Then I had friends come to visit me from Japan.  They were approached by someone asking for directions and as they tried to read a map - the accomplice slit open their backpacks from behind and robbed them.  On top of that - their suitcases got done over at the airport whilst in the luggage place before being put on the plane.  My friend Seiko had a £10 note that she had been given as a child and kept with the dream of one day being able to visit the UK - ROBBED by some Barcelona baggage handler!


----------



## ChrisFilter (Aug 17, 2011)

Never been, but heard plenty of stories. My Mum punched someone once. Go Mum!

4 men pretending to be police bullied my 85yr old grandparents in an attempt to get them to hand over their passports. My Granddad styled it though


----------



## porno thieving gypsy (Aug 17, 2011)

Spent 3 days there paranoid someone would try something, thankfully no one did!


----------



## Lea (Aug 17, 2011)

Been there 3 times over the last 20 years and have never had any problems. However, almost got pickpocketed getting on to a bus in in Budapest. That's the only time I've ever had any problems during my travels.


----------



## King Biscuit Time (Aug 17, 2011)

Lea said:


> Been there 3 times over the last 20 years and have never had any problems. However, almost got pickpocketed getting on to a bus in in Budapest. That's the only time I've ever had any problems during my travels.


I think I got pickpocketed in Budapest, in a Turkish restaurant near the Oktagon. At the time I thought I had just left my phone on the table because I was dazed after spending 5 hours in a variety of hot rooms and liquids at the Szechenyi Baths, but it was probably dipped out of my coat pocket.


----------



## marty21 (Aug 17, 2011)

Passed through Barcelona twice - didn't get robbed


----------



## Badgers (Aug 17, 2011)

marty21 said:


> Passed through Barcelona twice - didn't get robbed



You look like a wealthy type too, so that is lucky


----------



## smmudge (Aug 17, 2011)

I've never been to Barcelona but a friend got pickpocketed in a darkened room in a seedy gay bar by a midget who was giving him a blow job. True story.


----------



## Tankus (Aug 17, 2011)

smmudge said:


> I've never been to Barcelona but a friend got pickpocketed in a darkened room in a seedy gay bar by a midget who was giving him a blow job. True story.


I only come on here to read stuff like this  ....


----------



## Stanley Edwards (Aug 17, 2011)

I have had bags stolen in Barcelona. From right under my feet.

It is a game in Barcelona. One mate got the squirted paint trick (pretend pigeon shit some kind person offers to wipe off). Another friend woke on the train to find his pockets all cut open. Another mate woke naked in Plaza real, but he'll willingly admit that was his own fault.

People come into Barcelona just to play pick-pocketing and bag snatching. The police are doing fuck all about it. It's way out of control.

Another mate was writing a book: 101 ways to get robbed in Barcelona.

The best I've seen yet are the imaginary football players. Two guys come up and start pretending to play keepy uppy with no ball. It is so distracting. Whilst you're wondering WTF? some other guy is going through your pockets and bags.

#### [AVAILABLE DATA]
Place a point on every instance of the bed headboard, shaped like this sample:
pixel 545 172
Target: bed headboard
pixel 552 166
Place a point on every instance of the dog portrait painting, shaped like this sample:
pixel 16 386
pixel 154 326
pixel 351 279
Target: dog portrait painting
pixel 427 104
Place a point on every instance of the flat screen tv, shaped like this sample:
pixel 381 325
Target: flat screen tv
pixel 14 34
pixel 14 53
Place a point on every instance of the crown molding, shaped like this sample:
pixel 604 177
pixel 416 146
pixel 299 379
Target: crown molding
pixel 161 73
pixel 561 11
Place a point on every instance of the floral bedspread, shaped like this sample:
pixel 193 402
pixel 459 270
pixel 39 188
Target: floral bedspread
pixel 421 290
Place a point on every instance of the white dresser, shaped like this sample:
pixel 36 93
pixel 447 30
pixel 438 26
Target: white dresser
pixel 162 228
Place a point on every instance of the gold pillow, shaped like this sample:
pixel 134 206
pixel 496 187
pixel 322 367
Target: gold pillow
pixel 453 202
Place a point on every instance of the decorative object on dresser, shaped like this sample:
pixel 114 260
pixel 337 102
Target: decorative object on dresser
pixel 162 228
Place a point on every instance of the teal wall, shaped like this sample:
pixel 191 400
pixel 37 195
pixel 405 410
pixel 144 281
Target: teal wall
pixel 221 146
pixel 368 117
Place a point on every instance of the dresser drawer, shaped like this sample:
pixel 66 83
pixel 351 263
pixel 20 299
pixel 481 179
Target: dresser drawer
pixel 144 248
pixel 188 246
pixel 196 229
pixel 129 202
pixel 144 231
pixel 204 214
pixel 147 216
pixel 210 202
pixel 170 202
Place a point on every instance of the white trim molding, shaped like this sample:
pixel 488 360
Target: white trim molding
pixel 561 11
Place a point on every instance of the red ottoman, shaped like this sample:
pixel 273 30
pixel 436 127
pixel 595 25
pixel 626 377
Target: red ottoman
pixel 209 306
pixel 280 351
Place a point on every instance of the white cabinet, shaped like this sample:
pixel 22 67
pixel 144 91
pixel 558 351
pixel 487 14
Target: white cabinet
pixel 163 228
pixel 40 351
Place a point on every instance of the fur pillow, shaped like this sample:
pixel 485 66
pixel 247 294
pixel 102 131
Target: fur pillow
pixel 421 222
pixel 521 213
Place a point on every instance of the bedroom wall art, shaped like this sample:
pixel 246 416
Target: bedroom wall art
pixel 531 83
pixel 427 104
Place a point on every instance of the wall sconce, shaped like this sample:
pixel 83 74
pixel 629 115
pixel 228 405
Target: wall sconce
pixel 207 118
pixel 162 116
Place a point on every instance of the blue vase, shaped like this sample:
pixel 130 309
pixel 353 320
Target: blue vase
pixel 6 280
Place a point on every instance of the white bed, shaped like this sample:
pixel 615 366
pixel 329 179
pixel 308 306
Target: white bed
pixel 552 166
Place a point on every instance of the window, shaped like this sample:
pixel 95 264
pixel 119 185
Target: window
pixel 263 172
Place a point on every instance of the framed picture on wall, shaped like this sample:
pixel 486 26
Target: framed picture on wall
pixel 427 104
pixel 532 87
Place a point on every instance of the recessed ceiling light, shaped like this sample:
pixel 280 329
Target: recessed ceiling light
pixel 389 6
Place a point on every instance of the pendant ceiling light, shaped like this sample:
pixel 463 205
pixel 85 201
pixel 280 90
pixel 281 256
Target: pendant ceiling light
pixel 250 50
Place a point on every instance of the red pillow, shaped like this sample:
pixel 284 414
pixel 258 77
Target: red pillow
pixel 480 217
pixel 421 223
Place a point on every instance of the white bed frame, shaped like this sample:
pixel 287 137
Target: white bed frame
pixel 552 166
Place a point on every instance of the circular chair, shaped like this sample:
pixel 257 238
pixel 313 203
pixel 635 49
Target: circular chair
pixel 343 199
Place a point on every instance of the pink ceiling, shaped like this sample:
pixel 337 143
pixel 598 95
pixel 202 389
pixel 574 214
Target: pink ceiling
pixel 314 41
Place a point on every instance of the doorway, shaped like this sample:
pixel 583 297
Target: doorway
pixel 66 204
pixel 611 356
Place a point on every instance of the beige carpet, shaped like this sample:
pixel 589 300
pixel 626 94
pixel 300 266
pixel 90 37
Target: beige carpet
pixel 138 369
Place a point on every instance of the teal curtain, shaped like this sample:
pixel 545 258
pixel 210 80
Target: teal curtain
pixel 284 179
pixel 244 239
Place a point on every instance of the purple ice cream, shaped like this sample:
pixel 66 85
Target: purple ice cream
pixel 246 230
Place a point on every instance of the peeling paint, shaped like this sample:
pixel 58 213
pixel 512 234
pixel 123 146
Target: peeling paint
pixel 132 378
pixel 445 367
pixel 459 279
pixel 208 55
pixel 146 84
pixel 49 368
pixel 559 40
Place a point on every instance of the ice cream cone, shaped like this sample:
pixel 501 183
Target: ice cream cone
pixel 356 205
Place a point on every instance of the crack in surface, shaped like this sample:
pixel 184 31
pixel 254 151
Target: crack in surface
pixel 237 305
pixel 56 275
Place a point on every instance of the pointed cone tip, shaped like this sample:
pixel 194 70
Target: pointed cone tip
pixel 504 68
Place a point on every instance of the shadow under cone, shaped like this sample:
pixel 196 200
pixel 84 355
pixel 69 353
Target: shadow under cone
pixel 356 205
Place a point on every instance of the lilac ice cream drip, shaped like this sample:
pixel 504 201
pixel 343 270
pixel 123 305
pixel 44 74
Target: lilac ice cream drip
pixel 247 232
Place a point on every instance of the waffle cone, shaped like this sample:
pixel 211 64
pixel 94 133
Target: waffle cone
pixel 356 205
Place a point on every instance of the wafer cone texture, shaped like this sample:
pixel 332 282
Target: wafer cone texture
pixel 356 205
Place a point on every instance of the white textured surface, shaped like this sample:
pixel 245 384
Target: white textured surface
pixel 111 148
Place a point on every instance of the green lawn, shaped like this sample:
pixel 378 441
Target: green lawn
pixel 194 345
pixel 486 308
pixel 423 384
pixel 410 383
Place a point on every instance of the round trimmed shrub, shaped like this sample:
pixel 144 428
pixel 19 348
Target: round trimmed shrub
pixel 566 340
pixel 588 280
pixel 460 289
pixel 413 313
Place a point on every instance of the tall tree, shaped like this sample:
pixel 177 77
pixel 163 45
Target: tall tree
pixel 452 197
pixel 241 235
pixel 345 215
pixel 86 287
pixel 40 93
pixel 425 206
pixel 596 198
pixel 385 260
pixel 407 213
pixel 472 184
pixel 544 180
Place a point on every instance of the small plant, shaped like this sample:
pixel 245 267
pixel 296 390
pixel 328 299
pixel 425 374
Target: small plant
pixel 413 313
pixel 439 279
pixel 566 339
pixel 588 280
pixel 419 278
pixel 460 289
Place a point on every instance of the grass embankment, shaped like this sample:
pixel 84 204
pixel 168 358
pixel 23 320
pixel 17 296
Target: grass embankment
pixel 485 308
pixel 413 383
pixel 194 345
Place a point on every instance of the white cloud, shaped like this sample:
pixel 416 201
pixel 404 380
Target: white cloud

#### [TASKS TO PERFORM]
**1)** In the forum thread, where does King Biscuit Time think the phone was pickpocketed?
**2)** Update the rows from the line containing "Place a point on every instance of the teal wall, shaped" down through the line containing "pixel 162 116" by changing "teal" to "green", and return only those lines.
The rows have no connection to the forum thread.

#### [SET OF ANSWERS]
**1)** In a Turkish restaurant near the Oktagon in Budapest.

**2)**
Place a point on every instance of the green wall, shaped like this sample:
pixel 191 400
pixel 37 195
pixel 405 410
pixel 144 281
Target: green wall
pixel 221 146
pixel 368 117
Place a point on every instance of the dresser drawer, shaped like this sample:
pixel 66 83
pixel 351 263
pixel 20 299
pixel 481 179
Target: dresser drawer
pixel 144 248
pixel 188 246
pixel 196 229
pixel 129 202
pixel 144 231
pixel 204 214
pixel 147 216
pixel 210 202
pixel 170 202
Place a point on every instance of the white trim molding, shaped like this sample:
pixel 488 360
Target: white trim molding
pixel 561 11
Place a point on every instance of the red ottoman, shaped like this sample:
pixel 273 30
pixel 436 127
pixel 595 25
pixel 626 377
Target: red ottoman
pixel 209 306
pixel 280 351
Place a point on every instance of the white cabinet, shaped like this sample:
pixel 22 67
pixel 144 91
pixel 558 351
pixel 487 14
Target: white cabinet
pixel 163 228
pixel 40 351
Place a point on every instance of the fur pillow, shaped like this sample:
pixel 485 66
pixel 247 294
pixel 102 131
Target: fur pillow
pixel 421 222
pixel 521 213
Place a point on every instance of the bedroom wall art, shaped like this sample:
pixel 246 416
Target: bedroom wall art
pixel 531 83
pixel 427 104
Place a point on every instance of the wall sconce, shaped like this sample:
pixel 83 74
pixel 629 115
pixel 228 405
Target: wall sconce
pixel 207 118
pixel 162 116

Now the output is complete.